* Start *

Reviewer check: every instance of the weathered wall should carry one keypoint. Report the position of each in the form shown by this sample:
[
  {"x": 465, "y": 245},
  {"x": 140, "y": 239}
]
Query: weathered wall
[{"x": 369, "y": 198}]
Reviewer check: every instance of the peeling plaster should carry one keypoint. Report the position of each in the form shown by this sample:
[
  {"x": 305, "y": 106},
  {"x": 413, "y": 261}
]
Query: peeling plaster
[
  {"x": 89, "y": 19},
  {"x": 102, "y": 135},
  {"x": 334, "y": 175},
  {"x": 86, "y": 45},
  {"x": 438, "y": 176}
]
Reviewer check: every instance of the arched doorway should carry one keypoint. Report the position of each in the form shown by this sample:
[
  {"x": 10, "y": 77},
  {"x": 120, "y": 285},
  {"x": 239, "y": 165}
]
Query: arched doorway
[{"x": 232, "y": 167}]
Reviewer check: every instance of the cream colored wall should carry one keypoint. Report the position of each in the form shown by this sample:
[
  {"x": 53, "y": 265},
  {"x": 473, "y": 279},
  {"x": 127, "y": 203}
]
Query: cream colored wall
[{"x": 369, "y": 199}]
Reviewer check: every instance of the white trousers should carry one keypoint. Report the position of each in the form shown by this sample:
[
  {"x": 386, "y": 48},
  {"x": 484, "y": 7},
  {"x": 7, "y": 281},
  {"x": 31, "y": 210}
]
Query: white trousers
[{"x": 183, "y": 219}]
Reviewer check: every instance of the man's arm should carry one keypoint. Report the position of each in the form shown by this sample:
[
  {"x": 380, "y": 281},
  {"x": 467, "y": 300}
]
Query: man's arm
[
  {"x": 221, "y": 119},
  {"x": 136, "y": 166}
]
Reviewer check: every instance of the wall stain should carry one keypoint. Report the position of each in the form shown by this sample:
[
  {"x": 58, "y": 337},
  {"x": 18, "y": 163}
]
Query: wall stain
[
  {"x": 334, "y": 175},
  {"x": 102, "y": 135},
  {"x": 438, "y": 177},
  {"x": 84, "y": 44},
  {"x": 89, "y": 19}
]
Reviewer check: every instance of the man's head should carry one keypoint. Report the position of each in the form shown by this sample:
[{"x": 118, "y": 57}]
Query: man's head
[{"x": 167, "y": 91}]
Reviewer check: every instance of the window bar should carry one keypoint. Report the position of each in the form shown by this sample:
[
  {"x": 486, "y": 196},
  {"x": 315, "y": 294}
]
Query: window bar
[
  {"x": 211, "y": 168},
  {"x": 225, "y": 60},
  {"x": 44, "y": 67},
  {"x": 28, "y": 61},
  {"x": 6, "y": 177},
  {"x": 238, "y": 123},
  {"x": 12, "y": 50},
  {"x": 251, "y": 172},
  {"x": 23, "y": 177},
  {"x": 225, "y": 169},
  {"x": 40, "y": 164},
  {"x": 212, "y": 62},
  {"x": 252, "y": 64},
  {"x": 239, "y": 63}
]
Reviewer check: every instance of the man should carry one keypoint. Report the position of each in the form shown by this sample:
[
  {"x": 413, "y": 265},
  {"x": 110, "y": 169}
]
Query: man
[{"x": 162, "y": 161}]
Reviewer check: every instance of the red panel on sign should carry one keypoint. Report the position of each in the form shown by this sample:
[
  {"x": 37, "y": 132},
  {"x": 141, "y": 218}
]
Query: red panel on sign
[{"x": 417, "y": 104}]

* End *

What you need to do:
Please turn every line of the material above into a JSON array of strings, with one string per line and any blank lines left out.

Exercise response:
[
  "Reviewer check: every instance of the weathered wall should carry one keypoint. Report the position of each in the form shown by this sample:",
  "[",
  "  {\"x\": 465, \"y\": 245},",
  "  {\"x\": 140, \"y\": 239}",
  "]",
  "Query: weathered wall",
  "[{\"x\": 369, \"y\": 198}]",
  "Reviewer check: every instance of the peeling plaster should carry one keypoint. Report the position of each in the form shown by this sample:",
  "[",
  "  {\"x\": 305, \"y\": 106},",
  "  {\"x\": 413, \"y\": 261}",
  "]",
  "Query: peeling plaster",
  "[",
  "  {\"x\": 89, \"y\": 19},",
  "  {\"x\": 102, \"y\": 135},",
  "  {\"x\": 334, \"y\": 175},",
  "  {\"x\": 86, \"y\": 45},",
  "  {\"x\": 438, \"y\": 176}",
  "]",
  "Reviewer check: every instance of the arched doorway should carry one keypoint. Report the position of each in the form shown by this sample:",
  "[",
  "  {\"x\": 10, \"y\": 77},",
  "  {\"x\": 120, \"y\": 285},",
  "  {\"x\": 239, \"y\": 165}",
  "]",
  "Query: arched doorway",
  "[{\"x\": 232, \"y\": 167}]",
  "Reviewer check: every instance of the cream colored wall should carry one keypoint. Report the position of each in the form shown by this sample:",
  "[",
  "  {\"x\": 53, \"y\": 265},",
  "  {\"x\": 473, \"y\": 279},",
  "  {\"x\": 127, \"y\": 203}",
  "]",
  "Query: cream colored wall",
  "[{\"x\": 369, \"y\": 199}]",
  "Reviewer check: every instance of the white trousers should carry one keypoint. Report the position of each in the form shown by this sample:",
  "[",
  "  {\"x\": 386, \"y\": 48},",
  "  {\"x\": 484, \"y\": 7},",
  "  {\"x\": 7, \"y\": 281},",
  "  {\"x\": 31, \"y\": 210}",
  "]",
  "Query: white trousers",
  "[{\"x\": 183, \"y\": 219}]",
  "Reviewer check: every instance of the man's arm should carry one keypoint. Report the position of each in the form shown by this sample:",
  "[",
  "  {\"x\": 380, \"y\": 281},",
  "  {\"x\": 467, \"y\": 300}",
  "]",
  "Query: man's arm",
  "[",
  "  {\"x\": 221, \"y\": 119},",
  "  {\"x\": 136, \"y\": 166}",
  "]",
  "Reviewer check: every instance of the wall stain should carry one keypoint. Report the position of each in the form shown by this sample:",
  "[",
  "  {\"x\": 58, \"y\": 337},",
  "  {\"x\": 18, \"y\": 163}",
  "]",
  "Query: wall stain",
  "[",
  "  {\"x\": 334, \"y\": 175},",
  "  {\"x\": 102, \"y\": 135},",
  "  {\"x\": 438, \"y\": 177},",
  "  {\"x\": 84, \"y\": 44},",
  "  {\"x\": 89, \"y\": 19}",
  "]",
  "Reviewer check: every instance of the man's head should carry one keypoint. Report the position of each in the form shown by this sample:",
  "[{\"x\": 118, \"y\": 57}]",
  "Query: man's head",
  "[{\"x\": 167, \"y\": 91}]",
  "Reviewer check: every instance of the window bar should carry one keypoint. Report the position of each in the form shown by this sample:",
  "[",
  "  {\"x\": 486, \"y\": 196},",
  "  {\"x\": 315, \"y\": 294}",
  "]",
  "Query: window bar",
  "[",
  "  {\"x\": 211, \"y\": 168},",
  "  {\"x\": 225, \"y\": 60},",
  "  {\"x\": 44, \"y\": 67},",
  "  {\"x\": 28, \"y\": 61},",
  "  {\"x\": 6, \"y\": 177},",
  "  {\"x\": 238, \"y\": 123},",
  "  {\"x\": 12, \"y\": 50},",
  "  {\"x\": 251, \"y\": 172},",
  "  {\"x\": 23, \"y\": 177},",
  "  {\"x\": 225, \"y\": 169},",
  "  {\"x\": 40, \"y\": 164},",
  "  {\"x\": 212, \"y\": 62},",
  "  {\"x\": 252, \"y\": 64},",
  "  {\"x\": 239, \"y\": 63}",
  "]",
  "Reviewer check: every instance of the man should carry one keypoint. Report the position of each in the form shown by this sample:",
  "[",
  "  {\"x\": 413, \"y\": 265},",
  "  {\"x\": 110, \"y\": 169}",
  "]",
  "Query: man",
  "[{\"x\": 162, \"y\": 161}]",
  "Reviewer check: every instance of the red panel on sign should carry one keypoint. Report the position of each in the form shown by this sample:",
  "[",
  "  {\"x\": 37, \"y\": 132},",
  "  {\"x\": 141, \"y\": 218}",
  "]",
  "Query: red panel on sign",
  "[{\"x\": 417, \"y\": 104}]"
]